» **Reading passage**:

--- START ---

With the opening of the new middle school in 2009, the Nazareth area underwent a district-wide grade reconfiguration. Kindergarten through third grade students remained in the elementary schools. Fourth, fifth, and sixth grade students were placed in a new intermediate level school, Nazareth Area Intermediate School, utilizing the former middle school building at 355 Tatamy Road. Seventh and eighth grade students now attend the new middle school. Students at Nazareth Area High School, which serves ninth through 12th grade students, were not impacted by the changes.

==Statistics==
A 2006 survey distributed to every household in the Nazareth Area School District, which had a 19% participation rate, reported the following residency and attendance statistics in the district:

===Residency in district===
- 30.9% of respondents lived in Bushkill Township
- 23.3% lived in Lower Nazareth Township
- 19.7% lived in Upper Nazareth Township
- 18.8% lived in the borough of Nazareth
- 2.5% lived in the borough of Stockertown.
- 4.4% lived in the borough of Tatamy.

===Attendance distribution===
40.8% of responding households had NASD students, of those:
- 18% had children attending Bushkill Elementary School
- 17% had children attending Lower Nazareth Elementary School
- 18% had children attending Floyd R. Shafer Elementary School
- 37% had children attending Nazareth Area Middle School
- 43% had children attending Nazareth Area High School

==Communication==
Attuned to the importance of parent and school communication, the district has established a parental web portal, a web friendly, state-of-the-art communication tool on its website. School events and School Board meetings are posted on the district website calendar. Two regional newspapers, The Morning Call in Allentown and The Express-Times in Easton, both cover the school district and its schools.

--- END ---

» **What you are asked to do**:
From the text on the Nazareth Area School District, list every township and borough named under "Residency in district." The records are not needed for the task.

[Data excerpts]
--- START ---

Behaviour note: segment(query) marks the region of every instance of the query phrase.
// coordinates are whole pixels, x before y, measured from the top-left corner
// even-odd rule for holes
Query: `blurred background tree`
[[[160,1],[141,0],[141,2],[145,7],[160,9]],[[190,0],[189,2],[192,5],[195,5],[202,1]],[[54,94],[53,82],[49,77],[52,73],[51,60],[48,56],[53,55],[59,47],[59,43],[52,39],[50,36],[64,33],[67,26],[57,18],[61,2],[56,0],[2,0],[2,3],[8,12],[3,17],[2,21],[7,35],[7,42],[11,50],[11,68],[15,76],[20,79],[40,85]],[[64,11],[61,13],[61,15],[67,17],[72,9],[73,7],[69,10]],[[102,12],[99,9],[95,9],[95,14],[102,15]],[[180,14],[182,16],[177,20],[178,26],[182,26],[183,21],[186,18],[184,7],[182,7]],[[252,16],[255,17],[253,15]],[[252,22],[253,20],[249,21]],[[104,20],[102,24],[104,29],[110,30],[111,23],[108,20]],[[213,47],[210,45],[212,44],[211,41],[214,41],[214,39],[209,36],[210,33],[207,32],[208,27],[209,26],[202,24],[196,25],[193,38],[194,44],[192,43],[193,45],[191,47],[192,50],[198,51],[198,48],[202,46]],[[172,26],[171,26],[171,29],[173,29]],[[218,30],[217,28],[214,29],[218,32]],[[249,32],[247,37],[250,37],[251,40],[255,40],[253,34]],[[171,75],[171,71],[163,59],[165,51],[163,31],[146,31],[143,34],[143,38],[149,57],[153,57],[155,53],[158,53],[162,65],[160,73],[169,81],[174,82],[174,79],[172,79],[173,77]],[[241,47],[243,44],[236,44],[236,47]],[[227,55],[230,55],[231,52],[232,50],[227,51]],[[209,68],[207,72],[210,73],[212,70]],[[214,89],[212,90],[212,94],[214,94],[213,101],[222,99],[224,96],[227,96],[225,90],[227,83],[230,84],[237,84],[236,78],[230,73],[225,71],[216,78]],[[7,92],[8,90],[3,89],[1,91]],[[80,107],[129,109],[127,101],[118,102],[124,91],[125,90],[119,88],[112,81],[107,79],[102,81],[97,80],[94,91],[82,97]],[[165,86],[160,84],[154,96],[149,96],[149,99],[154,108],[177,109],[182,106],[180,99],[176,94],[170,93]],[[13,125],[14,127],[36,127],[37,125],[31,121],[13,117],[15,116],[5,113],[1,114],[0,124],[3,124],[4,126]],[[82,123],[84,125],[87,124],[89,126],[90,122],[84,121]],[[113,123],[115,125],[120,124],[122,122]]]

--- END ---

» **Written solution**:
- Bushkill Township
- Lower Nazareth Township
- Upper Nazareth Township
- Borough of Nazareth
- Borough of Stockertown
- Borough of Tatamy